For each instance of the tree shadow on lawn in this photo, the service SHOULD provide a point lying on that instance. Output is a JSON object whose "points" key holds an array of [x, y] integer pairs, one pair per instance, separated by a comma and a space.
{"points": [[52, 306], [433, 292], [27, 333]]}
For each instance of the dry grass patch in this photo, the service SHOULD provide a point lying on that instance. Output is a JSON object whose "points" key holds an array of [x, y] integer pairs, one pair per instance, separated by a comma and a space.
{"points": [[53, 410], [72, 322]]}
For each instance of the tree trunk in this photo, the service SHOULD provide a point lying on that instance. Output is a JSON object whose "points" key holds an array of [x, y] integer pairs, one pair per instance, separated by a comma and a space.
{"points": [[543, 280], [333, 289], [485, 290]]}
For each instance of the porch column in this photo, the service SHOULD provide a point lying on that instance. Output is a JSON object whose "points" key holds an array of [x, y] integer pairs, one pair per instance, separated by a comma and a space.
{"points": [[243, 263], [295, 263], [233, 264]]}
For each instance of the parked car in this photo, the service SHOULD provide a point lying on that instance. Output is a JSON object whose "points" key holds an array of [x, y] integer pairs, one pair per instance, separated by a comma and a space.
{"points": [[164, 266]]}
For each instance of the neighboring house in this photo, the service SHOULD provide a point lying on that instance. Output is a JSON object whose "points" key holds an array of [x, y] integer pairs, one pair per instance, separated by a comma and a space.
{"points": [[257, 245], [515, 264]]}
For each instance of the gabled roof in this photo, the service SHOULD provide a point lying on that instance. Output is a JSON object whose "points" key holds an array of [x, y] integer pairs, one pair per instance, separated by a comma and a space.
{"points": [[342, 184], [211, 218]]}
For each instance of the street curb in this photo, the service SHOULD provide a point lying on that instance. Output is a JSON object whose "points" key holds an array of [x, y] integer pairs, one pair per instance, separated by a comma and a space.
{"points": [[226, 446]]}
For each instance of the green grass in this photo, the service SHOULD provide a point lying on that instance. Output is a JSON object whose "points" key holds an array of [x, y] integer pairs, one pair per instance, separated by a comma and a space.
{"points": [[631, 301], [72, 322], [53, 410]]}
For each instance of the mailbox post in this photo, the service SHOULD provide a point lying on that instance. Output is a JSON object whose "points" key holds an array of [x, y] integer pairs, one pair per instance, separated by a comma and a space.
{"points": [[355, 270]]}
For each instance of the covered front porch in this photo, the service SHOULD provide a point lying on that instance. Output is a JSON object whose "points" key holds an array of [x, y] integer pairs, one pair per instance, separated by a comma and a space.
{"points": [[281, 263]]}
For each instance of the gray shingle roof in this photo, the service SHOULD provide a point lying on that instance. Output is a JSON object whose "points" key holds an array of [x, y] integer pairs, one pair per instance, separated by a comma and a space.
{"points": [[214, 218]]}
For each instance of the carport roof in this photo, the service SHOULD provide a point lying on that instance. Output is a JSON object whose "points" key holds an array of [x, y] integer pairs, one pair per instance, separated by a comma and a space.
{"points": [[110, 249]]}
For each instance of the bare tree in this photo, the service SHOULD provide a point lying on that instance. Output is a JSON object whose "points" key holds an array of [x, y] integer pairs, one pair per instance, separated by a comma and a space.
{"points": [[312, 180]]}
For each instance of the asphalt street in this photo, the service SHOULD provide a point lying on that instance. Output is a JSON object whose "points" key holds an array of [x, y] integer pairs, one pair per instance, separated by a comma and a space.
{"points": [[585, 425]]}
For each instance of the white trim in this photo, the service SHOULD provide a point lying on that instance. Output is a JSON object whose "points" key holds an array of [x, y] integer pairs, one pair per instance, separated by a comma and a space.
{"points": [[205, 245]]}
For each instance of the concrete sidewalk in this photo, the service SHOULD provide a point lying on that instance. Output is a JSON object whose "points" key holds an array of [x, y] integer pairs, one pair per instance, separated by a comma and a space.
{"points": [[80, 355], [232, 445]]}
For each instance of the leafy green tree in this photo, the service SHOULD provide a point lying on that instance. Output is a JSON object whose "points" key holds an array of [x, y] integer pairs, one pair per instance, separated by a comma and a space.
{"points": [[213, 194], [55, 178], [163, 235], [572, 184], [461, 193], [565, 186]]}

****

### What this task involves
Each line of the listing should be copied exactly.

### Output of the exercise
For each instance of the tree shadow on lawn in this photo, the service SHOULD provide a point lying on that instance. Output is a JSON object whose "points" key holds an array of [x, y] integer pairs, one pair per instance, separated by a comma and a space.
{"points": [[52, 306], [433, 292], [27, 333]]}
For each instance of the dry grass patch in this photo, the service SHOULD provide a point lying on that instance. Output is a JSON object whose "points" key holds an array of [x, y] integer pairs, one pair per instance, separated by a comma and a space.
{"points": [[53, 410], [72, 322]]}
For each instance of the tree trunk in this photo, the service SHOULD provide a point lying on that instance. Output is a JSON object whose "points" key holds an array of [x, y] integer pairs, one pair per instance, separated by a comma and a space.
{"points": [[543, 280], [333, 289], [485, 290]]}
For each instance of the porch column in this photo, the service SHOULD provide a point lying on that instance. Output is a JSON object whose "points" key holds an array of [x, y] integer pairs, one pair per instance, separated by a comma and a space.
{"points": [[243, 263], [295, 263], [233, 264]]}
For each instance of the parked car in this photo, the service SHOULD provide a point lying on that instance. Output is a JSON object whose "points" key holds an array of [x, y] integer pairs, one pair per instance, separated by a comma and a space.
{"points": [[164, 266]]}
For each instance of the neighboring house in this photo, the service SHOULD provide a point lying on that instance. Output is a JSON object whose "points" key holds an array of [x, y] integer pairs, one pair per instance, separated by a comma and a space.
{"points": [[257, 245], [515, 264]]}
For each instance of the gabled roof in this photo, the service SHOULD provide a point lying on that instance. Output is a JSON object whose "points" key holds an array of [x, y] integer pairs, one pair per instance, separated by a comma and a space.
{"points": [[342, 184], [211, 218]]}
For each instance of the street curb in this photo, the service SHOULD provide a point lying on that instance. Output is a JSON object whose "points" key holds an array of [x, y] integer pairs, one pair per instance, separated by a comma and a space.
{"points": [[226, 446]]}
For each instance of the green grass in this photo, the service SHOULD provide a point lying on that instance. Output is a JSON object whose "points" key holds an array of [x, y] integer pairs, one pair per instance, separated by a comma and a space.
{"points": [[631, 301], [72, 322], [53, 410]]}
For each instance of the mailbox post in this photo, the service SHOULD provide a point lying on that instance. Output is a JSON object whose "points" key holds an array of [x, y] integer pairs, one pair per instance, separated by a comma and a space.
{"points": [[355, 270]]}
For each instance of the covered front porch in this photo, the service SHOULD provide a point lying on that instance. Output is a JSON object whose "points" key holds an array of [x, y] integer pairs, one pair per instance, separated by a comma and a space.
{"points": [[281, 263]]}
For each instance of the gray shingle roof in this photo, the service SHOULD provide a point lying on that instance. Output is a JSON object whose "points" key holds an array of [x, y] integer pairs, one pair per instance, separated by a comma and a space.
{"points": [[214, 218]]}
For each instance of the carport roof in this photo, the service SHOULD provide a point lying on that instance. Output is a JSON object whose "points" key holds an array of [x, y] integer pairs, one pair per instance, separated by a comma and a space.
{"points": [[110, 249]]}
For each instance of the bare tree in this photo, the service SHOULD provide a point lying on that instance. Output is a JSON object whose "points" key holds an array of [x, y] integer pairs, one pair per instance, separated by a comma and a space.
{"points": [[312, 180]]}
For each instance of the asphalt street in this photo, the service SHOULD provide a point lying on that instance. Output is a JSON object whose "points" key holds an array of [x, y] integer pairs, one pair per instance, separated by a comma and a space.
{"points": [[585, 425]]}
For each instance of the white trim in this photo, the service SHOULD provide a point lying on that instance. Output is a JSON object whose "points" key holds an array of [x, y] integer pairs, one pair per instance, separated by a comma and a space.
{"points": [[205, 245]]}
For each instance of the concrete sidewalk in this photo, the service SHOULD provide a point lying on that instance. Output is a JSON object whose "points" key holds an array of [x, y] integer pairs, one pair per instance, separated by a comma and a space.
{"points": [[80, 355], [232, 445]]}
For each instance of the leafy green tree in this photo, the service SHOULD provide a point lying on that instance. Output is a JSON object whose "points" key holds an array of [x, y] integer pairs, one pair per instance, separated by a comma and a space.
{"points": [[213, 194], [55, 178], [163, 235], [572, 184], [461, 193], [565, 186]]}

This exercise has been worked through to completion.